Übungstext:
<<<<
Ein außergewöhnliches christliches Erbe
VON BLOSSOM BRANDT ERZÄHLT
Es schneite, als ich am 17. Januar 1923 in San Antonio (Texas) geboren wurde. Draußen war es kalt, doch das Zuhause, in das ich hineingeboren wurde, war dank meiner liebevollen christlichen Eltern, Judge und Helen Norris, warm und herzlich. Solange ich zurückdenken kann, drehte sich das ganze Leben meiner Eltern um die Anbetung Jehovas.
DIE Eltern meiner Mutter zogen 1910, als sie acht Jahre alt war, mit ihr aus der Gegend von Pittsburgh (Pennsylvanien) auf eine Farm bei Alvin (Texas). Dort lernten sie zu ihrer Freude durch einen Nachbarn die biblischen Wahrheiten kennen. Von da an verbrachte Mutti ihr ganzes Leben damit, bei anderen Interesse für die Königreichshoffnung zu wecken. Sie ließ sich 1912 taufen, nachdem die Familie nach Houston (Texas) gezogen war.
>>>>
Zeigedaten zu Referenzausdrücken
<<<<
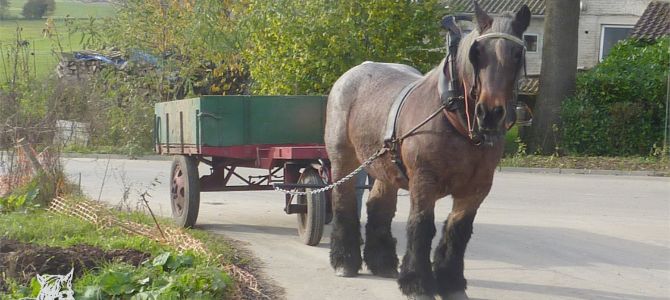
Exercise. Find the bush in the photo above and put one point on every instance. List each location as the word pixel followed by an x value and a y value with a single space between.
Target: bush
pixel 36 9
pixel 619 106
pixel 302 47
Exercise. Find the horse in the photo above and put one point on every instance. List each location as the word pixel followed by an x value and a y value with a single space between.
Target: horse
pixel 442 156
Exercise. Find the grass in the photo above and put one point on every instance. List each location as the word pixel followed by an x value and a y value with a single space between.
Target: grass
pixel 42 48
pixel 71 8
pixel 42 58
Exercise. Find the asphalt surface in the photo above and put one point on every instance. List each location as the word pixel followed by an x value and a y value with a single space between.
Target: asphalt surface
pixel 537 236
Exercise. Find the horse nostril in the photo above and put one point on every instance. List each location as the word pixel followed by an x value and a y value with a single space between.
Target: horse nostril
pixel 480 111
pixel 498 112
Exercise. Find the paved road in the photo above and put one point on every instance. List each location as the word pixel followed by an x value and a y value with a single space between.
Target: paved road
pixel 537 236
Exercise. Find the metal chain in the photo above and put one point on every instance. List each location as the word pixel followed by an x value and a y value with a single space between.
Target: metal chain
pixel 344 179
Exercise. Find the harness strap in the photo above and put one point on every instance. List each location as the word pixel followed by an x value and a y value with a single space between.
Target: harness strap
pixel 390 140
pixel 398 103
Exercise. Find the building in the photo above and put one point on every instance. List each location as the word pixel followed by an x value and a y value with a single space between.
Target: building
pixel 602 23
pixel 654 22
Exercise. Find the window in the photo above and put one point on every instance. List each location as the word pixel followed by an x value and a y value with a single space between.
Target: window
pixel 610 35
pixel 531 41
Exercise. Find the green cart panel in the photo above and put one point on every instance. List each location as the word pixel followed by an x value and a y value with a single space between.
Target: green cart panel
pixel 221 121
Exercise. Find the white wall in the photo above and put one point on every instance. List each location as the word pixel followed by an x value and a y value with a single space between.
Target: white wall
pixel 597 13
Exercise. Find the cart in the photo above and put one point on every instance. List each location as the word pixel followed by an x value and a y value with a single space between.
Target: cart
pixel 282 135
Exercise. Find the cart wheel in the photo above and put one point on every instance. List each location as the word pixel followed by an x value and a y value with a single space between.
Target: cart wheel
pixel 185 190
pixel 310 224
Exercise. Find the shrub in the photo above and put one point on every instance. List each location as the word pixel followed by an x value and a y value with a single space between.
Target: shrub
pixel 36 9
pixel 619 107
pixel 302 47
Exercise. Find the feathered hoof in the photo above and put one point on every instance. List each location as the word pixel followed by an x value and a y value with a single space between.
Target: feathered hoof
pixel 421 297
pixel 388 273
pixel 344 272
pixel 456 296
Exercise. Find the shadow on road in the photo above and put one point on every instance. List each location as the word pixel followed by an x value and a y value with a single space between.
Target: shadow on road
pixel 539 247
pixel 556 290
pixel 223 228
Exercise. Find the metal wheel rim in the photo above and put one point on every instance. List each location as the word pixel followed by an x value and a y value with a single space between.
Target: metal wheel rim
pixel 302 200
pixel 178 191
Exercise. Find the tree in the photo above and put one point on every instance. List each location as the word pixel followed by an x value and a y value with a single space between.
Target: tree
pixel 36 9
pixel 4 9
pixel 302 47
pixel 557 74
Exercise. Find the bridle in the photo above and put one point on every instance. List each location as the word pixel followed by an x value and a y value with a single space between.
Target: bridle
pixel 455 99
pixel 455 103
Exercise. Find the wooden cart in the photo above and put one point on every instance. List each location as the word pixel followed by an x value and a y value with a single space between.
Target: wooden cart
pixel 280 134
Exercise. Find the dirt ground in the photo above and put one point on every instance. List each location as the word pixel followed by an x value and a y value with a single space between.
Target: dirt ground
pixel 22 261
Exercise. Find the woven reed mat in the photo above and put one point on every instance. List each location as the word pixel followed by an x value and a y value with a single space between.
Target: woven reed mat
pixel 177 238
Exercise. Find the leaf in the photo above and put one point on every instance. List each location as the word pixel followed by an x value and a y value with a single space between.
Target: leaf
pixel 184 260
pixel 92 292
pixel 161 259
pixel 116 283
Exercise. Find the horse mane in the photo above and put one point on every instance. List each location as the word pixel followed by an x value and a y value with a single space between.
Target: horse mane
pixel 502 23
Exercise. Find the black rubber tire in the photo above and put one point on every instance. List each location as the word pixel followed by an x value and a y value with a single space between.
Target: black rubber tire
pixel 184 190
pixel 310 224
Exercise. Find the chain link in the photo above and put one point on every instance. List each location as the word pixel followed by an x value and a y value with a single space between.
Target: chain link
pixel 344 179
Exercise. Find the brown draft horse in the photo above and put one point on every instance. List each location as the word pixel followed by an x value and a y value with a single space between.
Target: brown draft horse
pixel 440 158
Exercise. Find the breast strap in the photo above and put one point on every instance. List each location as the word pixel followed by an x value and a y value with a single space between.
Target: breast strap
pixel 390 136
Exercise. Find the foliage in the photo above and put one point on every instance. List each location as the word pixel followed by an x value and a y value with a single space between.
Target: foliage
pixel 36 9
pixel 167 276
pixel 4 9
pixel 196 40
pixel 302 47
pixel 619 107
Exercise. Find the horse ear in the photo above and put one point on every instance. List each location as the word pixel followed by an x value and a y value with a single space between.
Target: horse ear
pixel 484 21
pixel 521 20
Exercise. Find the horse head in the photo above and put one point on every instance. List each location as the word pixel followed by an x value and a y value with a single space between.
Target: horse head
pixel 490 63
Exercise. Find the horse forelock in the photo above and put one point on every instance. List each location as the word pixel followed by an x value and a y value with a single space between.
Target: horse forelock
pixel 502 23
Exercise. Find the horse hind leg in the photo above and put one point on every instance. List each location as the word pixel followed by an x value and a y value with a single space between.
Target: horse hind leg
pixel 380 246
pixel 345 239
pixel 449 255
pixel 416 278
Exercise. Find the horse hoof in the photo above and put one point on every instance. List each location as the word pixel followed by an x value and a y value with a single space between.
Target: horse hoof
pixel 456 296
pixel 421 297
pixel 344 272
pixel 386 273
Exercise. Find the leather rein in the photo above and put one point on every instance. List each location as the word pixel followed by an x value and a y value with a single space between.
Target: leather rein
pixel 454 102
pixel 457 101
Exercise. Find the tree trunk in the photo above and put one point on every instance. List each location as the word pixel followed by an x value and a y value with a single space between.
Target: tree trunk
pixel 557 75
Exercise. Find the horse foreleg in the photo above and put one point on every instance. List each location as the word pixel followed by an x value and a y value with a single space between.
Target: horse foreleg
pixel 449 254
pixel 345 239
pixel 380 246
pixel 416 276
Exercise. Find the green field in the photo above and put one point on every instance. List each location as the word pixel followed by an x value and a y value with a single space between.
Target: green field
pixel 71 8
pixel 43 61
>>>>
Arbeitsauftrag 1: Geben Sie aus dem Übungstext den Abschnitt wörtlich wieder, der mit „DIE Eltern meiner“ beginnt und mit „(Texas) gezogen war.“ endet.
Arbeitsauftrag 2: Schreiben Sie die Fortsetzung des Lebensberichts über das christliche Erbe, beginnend nach seinem letzten Satz.

Ausgabe 1:
DIE Eltern meiner Mutter zogen 1910, als sie acht Jahre alt war, mit ihr aus der Gegend von Pittsburgh (Pennsylvanien) auf eine Farm bei Alvin (Texas). Dort lernten sie zu ihrer Freude durch einen Nachbarn die biblischen Wahrheiten kennen. Von da an verbrachte Mutti ihr ganzes Leben damit, bei anderen Interesse für die Königreichshoffnung zu wecken. Sie ließ sich 1912 taufen, nachdem die Familie nach Houston (Texas) gezogen war.

Ausgabe 2:
Meine Mutter und ihre Eltern trafen Charles T. Russell, den ersten Präsidenten der Watch Tower Bible and Tract Society, zum ersten Mal, als dieser ihre Versammlung in Houston besuchte. Oft waren reisende Vertreter der Gesellschaft, damals Pilgerbrüder genannt, bei ihnen zu Gast. Einige Jahre später zogen meine Mutter und ihre Eltern nach Chicago (Illinois), und auch dort wurde die Versammlung von Bruder Russell besucht.
Als meine Großmutter 1918 an der spanischen Grippe erkrankte, empfahlen die Ärzte ihr wegen der Beschwerden ein wärmeres Klima. Mein Großvater arbeitete bei den Pullman-Werken und ließ sich 1919 nach Texas zurückversetzen. Dort in der Versammlung von San Antonio lernte Mutti einen jungen, eifrigen Bruder namens Judge Norris kennen. Sie verliebten sich im Handumdrehen, heirateten nach einiger Zeit, und Judge wurde mein Vater.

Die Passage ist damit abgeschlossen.